*WHAT TO WORK ON*
Lines holding the word "background": how many does the material below have? Answer with nothing but the number.

*SOURCE DATA*

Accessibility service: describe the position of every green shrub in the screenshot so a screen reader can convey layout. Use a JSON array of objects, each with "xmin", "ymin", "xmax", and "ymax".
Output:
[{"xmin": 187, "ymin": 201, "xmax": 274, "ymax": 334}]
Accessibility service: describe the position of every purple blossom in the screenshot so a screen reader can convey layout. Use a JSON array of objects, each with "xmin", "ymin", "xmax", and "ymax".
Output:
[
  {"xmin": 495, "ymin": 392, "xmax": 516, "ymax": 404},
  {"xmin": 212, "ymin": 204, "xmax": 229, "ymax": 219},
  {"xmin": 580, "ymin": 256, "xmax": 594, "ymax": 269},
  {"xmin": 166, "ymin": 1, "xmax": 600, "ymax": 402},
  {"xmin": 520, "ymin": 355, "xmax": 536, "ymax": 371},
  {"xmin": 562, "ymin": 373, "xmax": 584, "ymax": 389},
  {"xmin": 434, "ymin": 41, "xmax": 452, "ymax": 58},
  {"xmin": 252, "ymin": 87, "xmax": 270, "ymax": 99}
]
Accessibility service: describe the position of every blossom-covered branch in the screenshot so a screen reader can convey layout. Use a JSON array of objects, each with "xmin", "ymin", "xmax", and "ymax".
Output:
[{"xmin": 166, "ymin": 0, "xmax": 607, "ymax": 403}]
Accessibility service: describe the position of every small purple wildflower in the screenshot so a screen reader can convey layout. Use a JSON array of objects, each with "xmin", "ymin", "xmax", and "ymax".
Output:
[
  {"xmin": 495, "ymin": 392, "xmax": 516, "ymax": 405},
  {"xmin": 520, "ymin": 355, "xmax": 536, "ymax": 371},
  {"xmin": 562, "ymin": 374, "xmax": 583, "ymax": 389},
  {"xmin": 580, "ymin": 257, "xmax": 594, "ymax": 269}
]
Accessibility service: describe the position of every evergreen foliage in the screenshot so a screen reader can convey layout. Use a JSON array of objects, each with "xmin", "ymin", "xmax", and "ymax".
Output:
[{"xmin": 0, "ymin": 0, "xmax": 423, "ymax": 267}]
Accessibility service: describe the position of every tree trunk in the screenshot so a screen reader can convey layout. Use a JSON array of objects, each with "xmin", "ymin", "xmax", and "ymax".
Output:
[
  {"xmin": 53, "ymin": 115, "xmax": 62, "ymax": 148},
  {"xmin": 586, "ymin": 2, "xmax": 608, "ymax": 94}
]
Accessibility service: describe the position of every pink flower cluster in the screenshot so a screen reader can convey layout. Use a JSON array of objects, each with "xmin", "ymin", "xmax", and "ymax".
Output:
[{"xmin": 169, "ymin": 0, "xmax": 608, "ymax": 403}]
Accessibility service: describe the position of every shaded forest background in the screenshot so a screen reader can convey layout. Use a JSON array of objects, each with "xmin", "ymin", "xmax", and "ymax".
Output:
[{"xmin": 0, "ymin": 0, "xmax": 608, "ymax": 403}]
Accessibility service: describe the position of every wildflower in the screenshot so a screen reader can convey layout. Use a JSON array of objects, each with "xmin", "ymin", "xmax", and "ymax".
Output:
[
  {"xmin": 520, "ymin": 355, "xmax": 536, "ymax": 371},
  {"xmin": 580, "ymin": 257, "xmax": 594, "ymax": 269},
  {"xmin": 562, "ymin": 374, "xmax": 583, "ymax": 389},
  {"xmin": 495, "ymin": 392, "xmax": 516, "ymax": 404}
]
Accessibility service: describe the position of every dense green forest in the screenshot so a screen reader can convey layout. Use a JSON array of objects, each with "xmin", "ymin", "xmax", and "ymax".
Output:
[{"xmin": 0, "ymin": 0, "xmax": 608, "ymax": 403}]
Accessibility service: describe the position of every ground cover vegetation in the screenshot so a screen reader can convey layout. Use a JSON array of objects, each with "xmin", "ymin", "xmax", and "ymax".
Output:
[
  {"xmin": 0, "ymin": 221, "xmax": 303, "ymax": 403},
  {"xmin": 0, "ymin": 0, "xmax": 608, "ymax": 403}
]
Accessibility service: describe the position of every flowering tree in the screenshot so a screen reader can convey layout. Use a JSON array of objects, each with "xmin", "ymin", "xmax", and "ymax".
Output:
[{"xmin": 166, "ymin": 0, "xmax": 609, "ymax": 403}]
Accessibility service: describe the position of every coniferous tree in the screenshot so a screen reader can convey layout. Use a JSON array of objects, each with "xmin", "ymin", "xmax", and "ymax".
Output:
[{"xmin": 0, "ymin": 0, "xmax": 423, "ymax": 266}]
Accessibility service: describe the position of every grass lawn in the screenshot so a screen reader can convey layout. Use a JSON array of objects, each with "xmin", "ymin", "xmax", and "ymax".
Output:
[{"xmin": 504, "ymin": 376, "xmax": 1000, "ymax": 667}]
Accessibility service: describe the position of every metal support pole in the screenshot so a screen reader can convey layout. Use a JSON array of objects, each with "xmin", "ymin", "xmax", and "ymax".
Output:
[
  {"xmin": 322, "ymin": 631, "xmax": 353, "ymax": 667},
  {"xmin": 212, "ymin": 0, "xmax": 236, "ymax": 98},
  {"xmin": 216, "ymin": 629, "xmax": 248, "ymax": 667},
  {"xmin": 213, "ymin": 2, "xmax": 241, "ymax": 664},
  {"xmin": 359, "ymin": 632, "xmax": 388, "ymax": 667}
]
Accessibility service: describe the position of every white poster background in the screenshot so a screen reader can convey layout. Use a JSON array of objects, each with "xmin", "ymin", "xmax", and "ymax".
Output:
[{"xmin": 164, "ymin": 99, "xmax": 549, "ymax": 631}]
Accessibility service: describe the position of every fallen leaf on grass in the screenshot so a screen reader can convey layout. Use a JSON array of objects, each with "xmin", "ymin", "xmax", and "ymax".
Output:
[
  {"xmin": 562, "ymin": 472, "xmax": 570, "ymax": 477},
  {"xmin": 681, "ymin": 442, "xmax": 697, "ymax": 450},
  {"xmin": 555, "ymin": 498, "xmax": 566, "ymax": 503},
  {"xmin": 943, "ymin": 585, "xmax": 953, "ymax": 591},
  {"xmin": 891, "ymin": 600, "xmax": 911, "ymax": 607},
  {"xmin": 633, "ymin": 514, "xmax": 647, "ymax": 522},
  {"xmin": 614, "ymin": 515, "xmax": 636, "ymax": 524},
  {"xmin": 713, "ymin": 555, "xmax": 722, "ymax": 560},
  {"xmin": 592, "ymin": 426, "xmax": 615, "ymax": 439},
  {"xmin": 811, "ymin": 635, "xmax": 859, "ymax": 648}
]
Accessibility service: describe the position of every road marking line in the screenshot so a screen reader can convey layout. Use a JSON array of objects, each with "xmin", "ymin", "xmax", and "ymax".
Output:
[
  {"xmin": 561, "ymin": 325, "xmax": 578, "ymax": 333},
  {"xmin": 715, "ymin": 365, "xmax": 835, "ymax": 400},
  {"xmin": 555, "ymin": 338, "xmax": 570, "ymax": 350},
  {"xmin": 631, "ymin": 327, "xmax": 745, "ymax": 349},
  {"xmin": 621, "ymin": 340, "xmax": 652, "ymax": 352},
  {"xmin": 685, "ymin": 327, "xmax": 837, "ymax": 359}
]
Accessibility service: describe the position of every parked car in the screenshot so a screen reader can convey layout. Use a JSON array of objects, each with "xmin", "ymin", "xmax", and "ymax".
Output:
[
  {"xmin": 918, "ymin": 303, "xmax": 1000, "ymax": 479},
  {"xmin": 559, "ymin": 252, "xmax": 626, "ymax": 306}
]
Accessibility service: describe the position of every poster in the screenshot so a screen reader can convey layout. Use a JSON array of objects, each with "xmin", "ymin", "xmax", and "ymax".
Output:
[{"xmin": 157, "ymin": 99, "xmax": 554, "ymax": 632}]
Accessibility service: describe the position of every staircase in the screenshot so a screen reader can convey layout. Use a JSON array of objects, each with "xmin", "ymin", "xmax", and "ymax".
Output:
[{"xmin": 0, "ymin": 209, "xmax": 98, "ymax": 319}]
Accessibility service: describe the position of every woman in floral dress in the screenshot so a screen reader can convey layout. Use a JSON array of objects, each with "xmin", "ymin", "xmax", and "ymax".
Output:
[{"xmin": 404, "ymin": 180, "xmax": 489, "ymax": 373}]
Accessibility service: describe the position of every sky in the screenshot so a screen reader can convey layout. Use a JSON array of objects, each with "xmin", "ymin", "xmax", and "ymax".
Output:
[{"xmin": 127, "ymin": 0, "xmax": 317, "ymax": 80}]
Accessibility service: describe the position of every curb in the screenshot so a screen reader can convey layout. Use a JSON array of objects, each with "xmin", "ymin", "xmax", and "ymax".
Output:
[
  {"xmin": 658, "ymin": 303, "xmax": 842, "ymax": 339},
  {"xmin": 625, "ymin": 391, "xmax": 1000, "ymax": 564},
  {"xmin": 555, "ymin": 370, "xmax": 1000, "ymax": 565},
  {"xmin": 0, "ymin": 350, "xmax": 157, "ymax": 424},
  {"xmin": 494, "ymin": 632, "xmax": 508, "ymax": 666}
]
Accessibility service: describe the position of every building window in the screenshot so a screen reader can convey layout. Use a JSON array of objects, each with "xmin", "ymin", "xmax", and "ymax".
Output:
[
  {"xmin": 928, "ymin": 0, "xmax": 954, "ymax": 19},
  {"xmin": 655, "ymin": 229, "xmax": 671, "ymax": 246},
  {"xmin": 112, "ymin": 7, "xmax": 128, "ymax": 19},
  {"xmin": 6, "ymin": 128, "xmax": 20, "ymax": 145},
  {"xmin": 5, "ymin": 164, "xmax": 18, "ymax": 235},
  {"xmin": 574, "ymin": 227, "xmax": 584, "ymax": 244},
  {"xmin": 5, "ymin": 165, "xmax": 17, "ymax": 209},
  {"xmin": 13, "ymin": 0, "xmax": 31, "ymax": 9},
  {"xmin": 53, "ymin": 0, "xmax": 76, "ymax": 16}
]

*ANSWER TO THE EXERCISE*
2